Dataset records
────────
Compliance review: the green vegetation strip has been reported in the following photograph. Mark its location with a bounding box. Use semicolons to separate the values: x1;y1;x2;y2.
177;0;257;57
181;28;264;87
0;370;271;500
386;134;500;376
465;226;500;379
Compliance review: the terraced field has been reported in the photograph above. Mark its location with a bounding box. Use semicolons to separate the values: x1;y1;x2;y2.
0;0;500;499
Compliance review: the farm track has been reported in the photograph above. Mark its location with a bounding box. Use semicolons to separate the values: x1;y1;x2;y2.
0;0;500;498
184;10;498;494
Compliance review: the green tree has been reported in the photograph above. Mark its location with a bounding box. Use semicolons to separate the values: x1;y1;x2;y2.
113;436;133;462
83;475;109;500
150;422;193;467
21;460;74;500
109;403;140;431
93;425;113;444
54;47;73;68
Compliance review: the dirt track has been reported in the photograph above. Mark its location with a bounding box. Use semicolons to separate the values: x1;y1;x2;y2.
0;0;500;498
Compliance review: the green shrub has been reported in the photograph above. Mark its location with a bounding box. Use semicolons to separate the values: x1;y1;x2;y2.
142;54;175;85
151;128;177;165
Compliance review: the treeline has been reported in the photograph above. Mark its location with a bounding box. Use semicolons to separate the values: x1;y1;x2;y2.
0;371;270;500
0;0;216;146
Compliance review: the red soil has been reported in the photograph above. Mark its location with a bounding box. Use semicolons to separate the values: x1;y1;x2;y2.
────────
Update each of the rows above by replacing "bounding box" with "rectangle" and leaving all other text as it is.

Solution below
Compliance review: the green vegetation strip has been reported in the following photograph. Mark its location with a rectangle. Use semicolons to separate the values: x1;y1;x2;y2.
177;0;257;57
181;28;264;87
0;370;271;500
386;134;500;376
465;226;500;379
Compliance review: the terraced field has been reported in the photograph above. Mark its location with a rectangle. Use semicolons to separate the values: x1;y1;x2;y2.
0;0;500;499
Compliance review: the farm track has been reported in the photograph above. Mark its location with a rectangle. Use semicolons to separate the values: x1;y1;x2;y2.
0;0;500;498
184;10;498;494
Compliance review: the green tree has been reported in the photograph above. Mark its location with a rectangle. Use semicolons to separate the values: x1;y1;x2;y2.
113;436;133;462
83;475;109;500
150;422;193;467
21;460;74;500
109;403;140;431
93;425;113;444
54;47;73;68
Compliance review: the dirt track has been reported in the photograph above. Mark its location with a rectangle. Use semicolons to separate the values: x1;y1;x2;y2.
0;0;500;498
Compliance review: the green shrub has been reported in the photograph above. Mark its location with a rectangle. Use semicolons to separate the values: x1;y1;x2;y2.
142;54;175;85
151;128;177;165
Compliance review: the treeline has been reported in the photograph above. Mark its location with a rectangle. Use semicolons to separate the values: x1;y1;x2;y2.
0;371;270;500
0;0;216;146
Compliance review: the red soil has been reported in the photograph above. Mark its location with a rectangle. Use semicolons to separate the values: x1;y1;x2;y2.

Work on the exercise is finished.